- _Exercise materials_
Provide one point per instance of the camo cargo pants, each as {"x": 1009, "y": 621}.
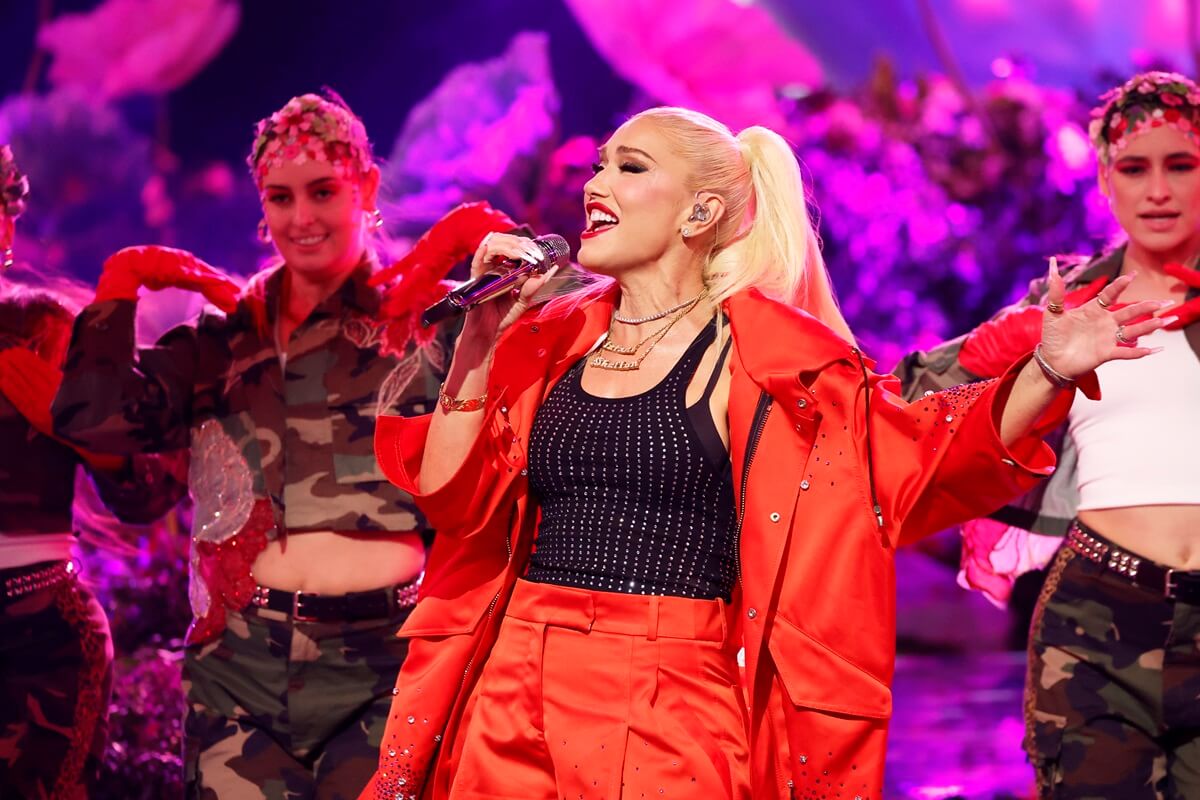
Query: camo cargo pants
{"x": 287, "y": 709}
{"x": 1113, "y": 693}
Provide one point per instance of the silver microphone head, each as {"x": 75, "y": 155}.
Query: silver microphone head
{"x": 558, "y": 252}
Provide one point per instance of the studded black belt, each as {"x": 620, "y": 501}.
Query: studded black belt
{"x": 311, "y": 607}
{"x": 1174, "y": 584}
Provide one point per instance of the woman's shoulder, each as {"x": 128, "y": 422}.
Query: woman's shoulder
{"x": 775, "y": 330}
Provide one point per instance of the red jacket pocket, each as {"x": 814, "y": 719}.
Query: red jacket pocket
{"x": 815, "y": 677}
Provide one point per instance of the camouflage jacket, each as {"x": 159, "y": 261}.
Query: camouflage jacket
{"x": 279, "y": 444}
{"x": 37, "y": 481}
{"x": 1051, "y": 505}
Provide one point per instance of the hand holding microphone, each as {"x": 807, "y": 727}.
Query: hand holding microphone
{"x": 508, "y": 270}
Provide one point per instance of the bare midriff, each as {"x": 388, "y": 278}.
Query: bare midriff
{"x": 1168, "y": 534}
{"x": 333, "y": 563}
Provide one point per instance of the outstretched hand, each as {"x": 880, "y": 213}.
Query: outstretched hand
{"x": 159, "y": 268}
{"x": 997, "y": 343}
{"x": 1075, "y": 341}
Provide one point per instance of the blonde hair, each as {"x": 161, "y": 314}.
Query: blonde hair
{"x": 766, "y": 239}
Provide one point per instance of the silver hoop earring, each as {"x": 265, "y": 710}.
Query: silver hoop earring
{"x": 700, "y": 212}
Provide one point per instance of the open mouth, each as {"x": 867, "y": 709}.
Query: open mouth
{"x": 310, "y": 241}
{"x": 600, "y": 218}
{"x": 1159, "y": 220}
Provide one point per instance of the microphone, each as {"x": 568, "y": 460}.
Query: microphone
{"x": 492, "y": 284}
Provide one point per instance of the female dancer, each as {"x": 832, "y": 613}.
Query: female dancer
{"x": 634, "y": 483}
{"x": 305, "y": 560}
{"x": 1114, "y": 669}
{"x": 55, "y": 650}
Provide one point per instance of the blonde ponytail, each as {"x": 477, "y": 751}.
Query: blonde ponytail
{"x": 766, "y": 239}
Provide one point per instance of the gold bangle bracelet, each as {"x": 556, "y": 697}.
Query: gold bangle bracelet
{"x": 455, "y": 404}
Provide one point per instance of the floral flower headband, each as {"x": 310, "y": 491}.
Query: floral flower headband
{"x": 1146, "y": 101}
{"x": 13, "y": 185}
{"x": 310, "y": 127}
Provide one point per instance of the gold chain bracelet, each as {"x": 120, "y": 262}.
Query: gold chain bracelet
{"x": 455, "y": 404}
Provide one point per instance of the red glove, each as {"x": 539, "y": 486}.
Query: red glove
{"x": 996, "y": 344}
{"x": 157, "y": 268}
{"x": 448, "y": 241}
{"x": 1188, "y": 311}
{"x": 30, "y": 383}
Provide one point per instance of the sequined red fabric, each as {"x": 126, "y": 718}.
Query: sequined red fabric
{"x": 226, "y": 569}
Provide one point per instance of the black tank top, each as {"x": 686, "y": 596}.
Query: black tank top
{"x": 636, "y": 492}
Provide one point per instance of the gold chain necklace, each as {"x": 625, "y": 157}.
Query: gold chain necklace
{"x": 622, "y": 349}
{"x": 627, "y": 365}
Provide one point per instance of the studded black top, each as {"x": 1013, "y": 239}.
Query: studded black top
{"x": 636, "y": 492}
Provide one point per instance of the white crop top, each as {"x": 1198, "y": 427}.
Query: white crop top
{"x": 1140, "y": 443}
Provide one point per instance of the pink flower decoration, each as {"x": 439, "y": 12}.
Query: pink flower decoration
{"x": 726, "y": 59}
{"x": 125, "y": 47}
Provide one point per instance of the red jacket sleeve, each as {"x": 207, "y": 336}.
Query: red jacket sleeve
{"x": 466, "y": 501}
{"x": 940, "y": 459}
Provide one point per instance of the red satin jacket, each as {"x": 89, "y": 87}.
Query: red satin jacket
{"x": 832, "y": 469}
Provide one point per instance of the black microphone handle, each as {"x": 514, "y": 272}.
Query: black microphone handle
{"x": 492, "y": 284}
{"x": 477, "y": 290}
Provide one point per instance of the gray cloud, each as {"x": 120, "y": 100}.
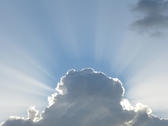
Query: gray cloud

- _Required task_
Every line above should be returned exactly; the pictures stay out.

- _Full solution_
Provide one point per instance of the camo cargo pants, each as {"x": 1009, "y": 621}.
Query: camo cargo pants
{"x": 287, "y": 709}
{"x": 1113, "y": 693}
Provide one point per instance of the silver microphone head, each as {"x": 75, "y": 155}.
Query: silver microphone head
{"x": 558, "y": 252}
Provide one point per instance of the studded black belt, each as {"x": 620, "y": 501}.
Query: studded black belt
{"x": 311, "y": 607}
{"x": 1174, "y": 584}
Provide one point per instance of the woman's shoulder, each as {"x": 128, "y": 422}.
Query: woman's shoulder
{"x": 775, "y": 330}
Provide one point per instance of the red jacket pocket, each as {"x": 814, "y": 719}.
Query: red jacket pocket
{"x": 815, "y": 677}
Provide one point per instance of the camouflage jacket, each as {"x": 159, "y": 261}.
Query: camouflage jacket
{"x": 279, "y": 444}
{"x": 37, "y": 481}
{"x": 1051, "y": 505}
Provide one point per instance of the hand holding microphone, each as {"x": 807, "y": 727}.
Query: hand holding microphone
{"x": 508, "y": 270}
Provide one point per instance of the bare midriff, each as {"x": 388, "y": 278}.
Query: bare midriff
{"x": 1168, "y": 534}
{"x": 333, "y": 563}
Provide one point per instance of the outstretched hand, each as {"x": 880, "y": 213}.
Query: outstretched hand
{"x": 159, "y": 268}
{"x": 997, "y": 343}
{"x": 1075, "y": 341}
Provide one point per instance of the blonde hair, each as {"x": 161, "y": 314}.
Query: blonde hair
{"x": 766, "y": 239}
Provide one point per instance of the silver hoop earring, each as {"x": 265, "y": 710}.
Query: silver hoop earring
{"x": 700, "y": 212}
Provide one point per instance of the open mouth, each as {"x": 867, "y": 709}.
Query: open mouth
{"x": 310, "y": 241}
{"x": 600, "y": 218}
{"x": 1159, "y": 220}
Provide one point per instance of the microphone, each as {"x": 568, "y": 460}.
Query: microphone
{"x": 492, "y": 284}
Provide one point per instance of the female dancer, each as {"x": 832, "y": 613}.
Query: female dancer
{"x": 634, "y": 483}
{"x": 305, "y": 560}
{"x": 1114, "y": 669}
{"x": 55, "y": 650}
Provide one point per instance of the blonde ponytail, each as {"x": 477, "y": 751}.
Query: blonde ponytail
{"x": 766, "y": 239}
Provide one point per instance of the gold bangle bracelet, each as {"x": 556, "y": 697}.
Query: gold bangle bracelet
{"x": 455, "y": 404}
Provide one point per instance of the floral flower headband, each as {"x": 310, "y": 491}.
Query: floral flower headband
{"x": 1146, "y": 101}
{"x": 13, "y": 185}
{"x": 310, "y": 127}
Provide one point per instance of the gold chain bracelet, each as {"x": 120, "y": 262}.
Query: gold chain bracelet
{"x": 455, "y": 404}
Provide one point per instance of the red glove, each as {"x": 539, "y": 486}.
Query: red glove
{"x": 996, "y": 344}
{"x": 157, "y": 268}
{"x": 448, "y": 241}
{"x": 1188, "y": 311}
{"x": 30, "y": 383}
Provide one point per instance of the sequined red fabric, each as {"x": 126, "y": 718}.
Query: sequined red fabric
{"x": 226, "y": 569}
Provide one point per instance of the black tank top, each as {"x": 686, "y": 596}.
Query: black tank top
{"x": 636, "y": 492}
Provide one point per instance of the gold chain necklace, each as {"x": 625, "y": 157}.
Query: gold chain necklace
{"x": 622, "y": 349}
{"x": 627, "y": 365}
Provide one point per instance of the studded black top, each as {"x": 1013, "y": 239}.
Query: studded black top
{"x": 636, "y": 492}
Provide one point per instance of the white crop top, each as {"x": 1198, "y": 427}.
Query: white crop top
{"x": 1140, "y": 443}
Provide one point per instance of the pink flower decoration, each as {"x": 439, "y": 12}.
Query: pink flower decoration
{"x": 726, "y": 59}
{"x": 125, "y": 47}
Provide one point per instance of the red jacket sleeve, each as {"x": 207, "y": 336}.
Query: red jacket sleeve
{"x": 466, "y": 501}
{"x": 940, "y": 459}
Provide one point per instance of the red satin jacket, each as {"x": 89, "y": 87}.
Query: red satin jacket
{"x": 832, "y": 469}
Provide one point per instance of the black microphone handle, each as {"x": 514, "y": 272}.
Query: black microphone handle
{"x": 492, "y": 284}
{"x": 477, "y": 290}
Provide one point per instance of the gray cloud, each as {"x": 120, "y": 100}.
Query: gray cloud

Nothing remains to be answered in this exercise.